-- Begin --

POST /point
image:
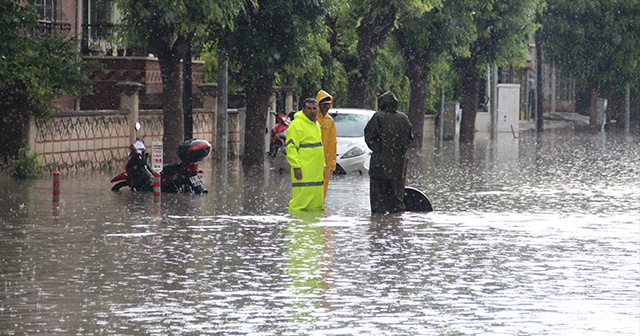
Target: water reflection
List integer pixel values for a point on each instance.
(531, 235)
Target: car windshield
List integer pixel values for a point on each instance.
(350, 125)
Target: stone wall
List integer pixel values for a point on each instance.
(93, 140)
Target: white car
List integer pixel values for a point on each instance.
(353, 154)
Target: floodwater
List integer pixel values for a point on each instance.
(530, 236)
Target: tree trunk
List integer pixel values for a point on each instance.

-- End --

◆ CHALLENGE
Reproduce all of the data above, substituting "Label" for each occurrence of "Target" and keeping everything else unchanged. Omit the pictures from your answer.

◆ RESULT
POST /point
image:
Label: water reflection
List integer pixel values for a point on each instance.
(531, 235)
Label: car windshield
List integer pixel values for a point on each instance.
(350, 125)
Label: stone wall
List integer pixel values for a point on each instance.
(93, 140)
Label: white car
List integer pixel values for a point on each instance.
(353, 154)
Label: floodwater
List integer pixel values for a point on each instance.
(530, 236)
Label: tree trunk
List integer pixel values for a point on each instance.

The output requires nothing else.